- **Required work**:
Retype the records word for word, from the first line through the line that contains "column 297, row 199".
## start Data lines
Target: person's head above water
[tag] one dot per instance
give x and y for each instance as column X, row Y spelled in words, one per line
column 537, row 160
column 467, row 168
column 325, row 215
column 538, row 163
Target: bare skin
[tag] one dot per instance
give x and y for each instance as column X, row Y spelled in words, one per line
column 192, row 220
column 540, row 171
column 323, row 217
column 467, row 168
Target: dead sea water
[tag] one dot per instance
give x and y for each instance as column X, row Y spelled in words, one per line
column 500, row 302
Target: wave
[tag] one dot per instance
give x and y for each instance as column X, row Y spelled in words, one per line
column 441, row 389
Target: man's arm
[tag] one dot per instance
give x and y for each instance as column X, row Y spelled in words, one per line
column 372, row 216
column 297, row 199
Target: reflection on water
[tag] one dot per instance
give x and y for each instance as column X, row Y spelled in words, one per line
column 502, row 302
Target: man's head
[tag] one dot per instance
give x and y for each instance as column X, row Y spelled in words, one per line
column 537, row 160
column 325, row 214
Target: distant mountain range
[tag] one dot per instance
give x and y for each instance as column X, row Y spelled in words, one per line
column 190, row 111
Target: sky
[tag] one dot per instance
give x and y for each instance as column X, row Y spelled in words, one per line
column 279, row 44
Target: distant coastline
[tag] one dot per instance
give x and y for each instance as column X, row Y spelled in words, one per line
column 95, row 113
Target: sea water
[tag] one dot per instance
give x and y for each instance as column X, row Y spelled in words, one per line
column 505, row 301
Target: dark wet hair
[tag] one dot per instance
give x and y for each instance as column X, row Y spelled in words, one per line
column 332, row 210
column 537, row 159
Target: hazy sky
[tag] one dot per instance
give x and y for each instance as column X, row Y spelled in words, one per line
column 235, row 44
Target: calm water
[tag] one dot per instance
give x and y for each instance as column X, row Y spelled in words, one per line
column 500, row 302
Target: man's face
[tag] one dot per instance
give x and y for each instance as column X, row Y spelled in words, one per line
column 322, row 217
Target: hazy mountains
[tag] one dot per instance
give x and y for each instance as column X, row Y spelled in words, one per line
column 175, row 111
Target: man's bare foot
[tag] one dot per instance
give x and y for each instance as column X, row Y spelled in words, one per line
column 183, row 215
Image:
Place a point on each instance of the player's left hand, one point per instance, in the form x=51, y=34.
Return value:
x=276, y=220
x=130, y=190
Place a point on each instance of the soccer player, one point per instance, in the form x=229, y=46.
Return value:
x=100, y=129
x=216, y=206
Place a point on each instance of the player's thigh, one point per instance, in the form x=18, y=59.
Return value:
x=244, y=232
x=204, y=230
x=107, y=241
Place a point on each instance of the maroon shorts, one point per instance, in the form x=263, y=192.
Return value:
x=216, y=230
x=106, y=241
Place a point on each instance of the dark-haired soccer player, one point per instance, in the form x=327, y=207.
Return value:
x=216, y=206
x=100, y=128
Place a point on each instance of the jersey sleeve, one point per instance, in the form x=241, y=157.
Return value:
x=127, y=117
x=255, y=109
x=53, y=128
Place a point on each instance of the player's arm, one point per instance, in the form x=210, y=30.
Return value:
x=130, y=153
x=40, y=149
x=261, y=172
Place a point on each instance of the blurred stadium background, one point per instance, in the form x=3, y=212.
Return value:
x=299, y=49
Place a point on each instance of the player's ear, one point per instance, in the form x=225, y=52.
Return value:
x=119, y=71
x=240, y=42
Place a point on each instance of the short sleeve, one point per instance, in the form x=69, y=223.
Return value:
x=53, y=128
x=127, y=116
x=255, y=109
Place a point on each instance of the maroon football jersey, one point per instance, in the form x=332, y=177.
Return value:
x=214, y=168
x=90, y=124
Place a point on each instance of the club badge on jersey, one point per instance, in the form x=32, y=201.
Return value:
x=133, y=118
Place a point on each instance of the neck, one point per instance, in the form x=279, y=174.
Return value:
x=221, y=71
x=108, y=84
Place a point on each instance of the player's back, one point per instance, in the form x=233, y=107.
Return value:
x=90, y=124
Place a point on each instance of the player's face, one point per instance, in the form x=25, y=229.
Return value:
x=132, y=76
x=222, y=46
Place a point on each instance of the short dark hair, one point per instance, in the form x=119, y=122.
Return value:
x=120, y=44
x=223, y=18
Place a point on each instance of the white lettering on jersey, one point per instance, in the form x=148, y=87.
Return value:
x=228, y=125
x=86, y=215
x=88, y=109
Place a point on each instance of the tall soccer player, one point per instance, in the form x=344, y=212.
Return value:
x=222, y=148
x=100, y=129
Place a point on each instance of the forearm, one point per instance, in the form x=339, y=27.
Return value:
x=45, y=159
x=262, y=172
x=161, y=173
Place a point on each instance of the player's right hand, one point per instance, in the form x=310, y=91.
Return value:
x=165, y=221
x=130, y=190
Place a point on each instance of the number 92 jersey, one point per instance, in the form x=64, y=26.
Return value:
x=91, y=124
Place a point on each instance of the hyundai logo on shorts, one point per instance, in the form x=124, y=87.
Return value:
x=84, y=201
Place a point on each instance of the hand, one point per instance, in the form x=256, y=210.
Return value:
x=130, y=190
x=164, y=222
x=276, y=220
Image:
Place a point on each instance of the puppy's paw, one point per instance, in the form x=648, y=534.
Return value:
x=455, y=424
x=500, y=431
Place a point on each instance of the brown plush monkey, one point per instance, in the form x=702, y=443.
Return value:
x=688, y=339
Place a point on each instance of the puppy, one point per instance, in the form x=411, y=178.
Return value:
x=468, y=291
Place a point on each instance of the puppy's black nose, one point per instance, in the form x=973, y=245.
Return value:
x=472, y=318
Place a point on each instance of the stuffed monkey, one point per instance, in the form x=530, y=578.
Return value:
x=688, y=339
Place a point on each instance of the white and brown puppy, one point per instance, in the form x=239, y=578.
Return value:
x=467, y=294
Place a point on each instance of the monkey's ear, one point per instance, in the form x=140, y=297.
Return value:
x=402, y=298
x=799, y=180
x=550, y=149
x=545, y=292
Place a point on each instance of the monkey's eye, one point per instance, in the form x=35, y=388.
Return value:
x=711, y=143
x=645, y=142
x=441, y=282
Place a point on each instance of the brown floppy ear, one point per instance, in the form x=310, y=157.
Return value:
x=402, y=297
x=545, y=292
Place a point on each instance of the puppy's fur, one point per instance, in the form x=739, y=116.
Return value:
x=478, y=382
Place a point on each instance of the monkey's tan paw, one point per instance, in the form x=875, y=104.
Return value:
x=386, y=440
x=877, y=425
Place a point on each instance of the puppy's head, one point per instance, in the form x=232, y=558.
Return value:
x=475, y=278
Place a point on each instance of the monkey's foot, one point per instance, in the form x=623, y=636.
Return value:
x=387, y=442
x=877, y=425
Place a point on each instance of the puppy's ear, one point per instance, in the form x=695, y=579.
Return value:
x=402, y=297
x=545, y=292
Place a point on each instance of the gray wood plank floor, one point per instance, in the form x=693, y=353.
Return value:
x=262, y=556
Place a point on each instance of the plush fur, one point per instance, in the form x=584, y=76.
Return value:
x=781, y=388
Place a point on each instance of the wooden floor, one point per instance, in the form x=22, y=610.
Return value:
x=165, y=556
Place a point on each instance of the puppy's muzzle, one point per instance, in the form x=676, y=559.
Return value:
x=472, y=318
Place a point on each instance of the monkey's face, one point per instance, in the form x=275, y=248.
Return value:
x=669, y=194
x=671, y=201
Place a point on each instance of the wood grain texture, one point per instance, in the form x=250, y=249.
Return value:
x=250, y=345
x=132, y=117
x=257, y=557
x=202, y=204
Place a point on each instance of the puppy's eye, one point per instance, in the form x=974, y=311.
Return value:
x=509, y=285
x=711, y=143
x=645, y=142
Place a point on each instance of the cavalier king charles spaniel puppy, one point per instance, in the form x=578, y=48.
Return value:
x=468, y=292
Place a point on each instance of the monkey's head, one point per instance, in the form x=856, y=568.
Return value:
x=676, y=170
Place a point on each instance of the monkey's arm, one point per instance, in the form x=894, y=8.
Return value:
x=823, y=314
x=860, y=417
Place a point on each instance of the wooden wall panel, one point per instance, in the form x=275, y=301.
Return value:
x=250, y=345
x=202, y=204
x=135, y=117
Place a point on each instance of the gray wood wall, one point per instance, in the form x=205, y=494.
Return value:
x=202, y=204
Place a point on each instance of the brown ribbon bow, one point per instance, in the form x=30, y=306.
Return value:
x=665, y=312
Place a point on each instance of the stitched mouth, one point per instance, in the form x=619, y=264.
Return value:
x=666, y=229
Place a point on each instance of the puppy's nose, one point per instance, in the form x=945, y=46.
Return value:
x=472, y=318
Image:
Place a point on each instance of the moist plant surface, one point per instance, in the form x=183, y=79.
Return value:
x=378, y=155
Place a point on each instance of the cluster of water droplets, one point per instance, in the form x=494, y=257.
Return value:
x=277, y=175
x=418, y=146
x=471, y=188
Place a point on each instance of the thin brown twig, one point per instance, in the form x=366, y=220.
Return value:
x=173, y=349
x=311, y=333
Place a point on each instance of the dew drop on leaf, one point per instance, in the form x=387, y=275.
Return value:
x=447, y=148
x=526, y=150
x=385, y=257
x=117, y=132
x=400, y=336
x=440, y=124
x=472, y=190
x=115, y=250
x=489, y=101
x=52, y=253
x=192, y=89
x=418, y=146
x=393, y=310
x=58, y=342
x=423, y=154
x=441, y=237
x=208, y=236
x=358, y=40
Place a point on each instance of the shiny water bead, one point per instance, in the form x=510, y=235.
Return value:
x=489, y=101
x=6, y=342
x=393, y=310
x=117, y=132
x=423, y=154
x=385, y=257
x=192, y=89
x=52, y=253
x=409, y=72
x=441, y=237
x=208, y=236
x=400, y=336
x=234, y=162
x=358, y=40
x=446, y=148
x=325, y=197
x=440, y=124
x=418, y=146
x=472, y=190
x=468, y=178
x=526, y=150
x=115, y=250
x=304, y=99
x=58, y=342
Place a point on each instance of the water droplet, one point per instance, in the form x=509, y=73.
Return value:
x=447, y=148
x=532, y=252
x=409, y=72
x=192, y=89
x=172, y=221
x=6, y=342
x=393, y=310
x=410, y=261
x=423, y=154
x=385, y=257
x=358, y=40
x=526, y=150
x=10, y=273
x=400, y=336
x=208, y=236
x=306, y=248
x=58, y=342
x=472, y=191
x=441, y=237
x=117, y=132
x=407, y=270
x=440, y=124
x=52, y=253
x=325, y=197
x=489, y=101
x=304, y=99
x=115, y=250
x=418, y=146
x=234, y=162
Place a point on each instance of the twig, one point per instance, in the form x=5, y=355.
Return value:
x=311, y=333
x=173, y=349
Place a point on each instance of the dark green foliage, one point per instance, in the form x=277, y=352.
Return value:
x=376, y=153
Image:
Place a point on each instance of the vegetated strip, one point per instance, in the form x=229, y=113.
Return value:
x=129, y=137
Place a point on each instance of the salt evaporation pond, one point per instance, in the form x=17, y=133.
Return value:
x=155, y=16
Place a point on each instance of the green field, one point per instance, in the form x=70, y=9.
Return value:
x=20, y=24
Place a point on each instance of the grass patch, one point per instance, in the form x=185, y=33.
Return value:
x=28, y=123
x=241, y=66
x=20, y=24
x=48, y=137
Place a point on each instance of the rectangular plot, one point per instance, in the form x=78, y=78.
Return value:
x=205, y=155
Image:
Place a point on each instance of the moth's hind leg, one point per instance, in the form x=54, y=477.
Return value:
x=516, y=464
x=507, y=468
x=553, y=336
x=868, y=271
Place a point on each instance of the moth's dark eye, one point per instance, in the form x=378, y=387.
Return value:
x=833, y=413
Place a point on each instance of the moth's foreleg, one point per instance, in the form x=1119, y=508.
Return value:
## end Data lines
- **Solution to this exercise**:
Target: person's head above water
[tag] one dot per instance
give x and y for each instance as column X, row Y spelled in words, one per line
column 537, row 160
column 467, row 168
column 325, row 215
column 538, row 163
Target: bare skin
[tag] one dot per instance
give x and y for each instance as column X, row Y spelled in words, one per line
column 192, row 220
column 540, row 171
column 323, row 217
column 467, row 168
Target: dead sea water
[tag] one dot per instance
give x and y for each instance as column X, row Y spelled in words, one per line
column 500, row 302
Target: wave
[tag] one dot per instance
give x and y for each instance as column X, row Y spelled in words, one per line
column 441, row 389
Target: man's arm
[tag] one dot per instance
give x and y for each instance as column X, row Y spelled in words, one per line
column 372, row 216
column 297, row 199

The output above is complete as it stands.